▸ TEXTE À LIRE:
══════════

Pour de convaincre et persuader, les auteurs, utilisent différents moyens. Il existe en effet beaucoup de méthodes différentes pour y parvenir. Nous allons plus précisément nous pencher sur l’apologue. L’apologue est très ancien et a permis, de tout temps, de défendre une ou plusieurs thèses. Il remonte à la transmission orale des vérités sacrées. Les mythes et les histoires religieuses l’ont ainsi fondé. Du point de vue étymologique, « Apo « signifie le détournement et « Logos « le discours. L’apologue indique un discours qui a été détourné. En bref, c’est un récit court et plaisant porteur d’un message ou d’une morale. C’est donc un sous genre argumentatif qui englobe plusieurs catégories de textes et de récits comme le mythe, la fable, le conte philosophique, l’utopie et la contre utopie ou encore la parabole sacrée. En quoi l’apologue est il une forme d’argumentation efficace ? Plus généralement, on peut se demander comment les textes littéraires constituent ils une argumentation efficace. Après avoir montré que dans l’apologue, l’art du récit et son coté plaisant est apprécié, nous verront comment l’auteur s’y prend pour séduire le lecteur et lui inculquer ses valeurs.

══════════

▸ CONSIGNES DE L'EXERCICE:
1 – Traduisez en anglais la phrase suivante du texte sur l'apologue : « L’apologue est très ancien et a permis, de tout temps, de défendre une ou plusieurs thèses. »
2 – Relevez dans le texte sur l'apologue toutes les catégories de textes et de récits que ce sous-genre argumentatif englobe.

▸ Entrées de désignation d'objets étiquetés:

══════════

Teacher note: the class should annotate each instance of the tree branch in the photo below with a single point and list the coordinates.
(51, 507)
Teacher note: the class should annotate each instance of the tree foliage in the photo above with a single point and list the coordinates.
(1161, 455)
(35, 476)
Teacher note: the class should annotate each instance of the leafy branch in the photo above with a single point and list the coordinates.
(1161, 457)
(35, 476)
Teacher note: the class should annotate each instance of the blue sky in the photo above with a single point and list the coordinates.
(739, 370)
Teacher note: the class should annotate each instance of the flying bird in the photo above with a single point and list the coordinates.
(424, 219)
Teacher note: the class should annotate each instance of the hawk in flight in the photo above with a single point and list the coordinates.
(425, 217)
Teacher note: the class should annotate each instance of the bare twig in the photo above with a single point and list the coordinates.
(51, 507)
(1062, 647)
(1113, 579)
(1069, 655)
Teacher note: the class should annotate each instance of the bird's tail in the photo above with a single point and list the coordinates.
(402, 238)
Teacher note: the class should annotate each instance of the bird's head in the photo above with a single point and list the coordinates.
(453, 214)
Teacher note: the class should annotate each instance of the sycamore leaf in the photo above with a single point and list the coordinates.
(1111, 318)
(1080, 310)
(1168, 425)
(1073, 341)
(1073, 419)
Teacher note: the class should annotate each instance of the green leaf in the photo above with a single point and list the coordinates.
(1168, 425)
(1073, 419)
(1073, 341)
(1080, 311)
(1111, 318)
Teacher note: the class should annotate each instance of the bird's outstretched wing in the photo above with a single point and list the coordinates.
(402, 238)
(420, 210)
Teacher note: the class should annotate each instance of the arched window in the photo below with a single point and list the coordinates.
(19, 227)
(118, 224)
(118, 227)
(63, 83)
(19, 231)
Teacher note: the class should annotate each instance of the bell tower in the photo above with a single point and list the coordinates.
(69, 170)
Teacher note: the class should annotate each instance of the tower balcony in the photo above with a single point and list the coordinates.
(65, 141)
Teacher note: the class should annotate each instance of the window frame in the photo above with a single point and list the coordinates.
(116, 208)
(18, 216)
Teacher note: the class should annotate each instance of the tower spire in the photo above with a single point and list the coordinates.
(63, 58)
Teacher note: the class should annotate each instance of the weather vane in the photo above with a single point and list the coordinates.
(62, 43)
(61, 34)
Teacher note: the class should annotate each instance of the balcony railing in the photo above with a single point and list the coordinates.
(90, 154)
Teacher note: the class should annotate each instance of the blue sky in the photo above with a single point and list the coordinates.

══════════

▸ CORRIGÉ COMPLET:
1 – The apologue is very old and has, at all times, made it possible to defend one or more theses.

2 –
- le mythe
- la fable
- le conte philosophique
- l’utopie
- la contre utopie
- la parabole sacrée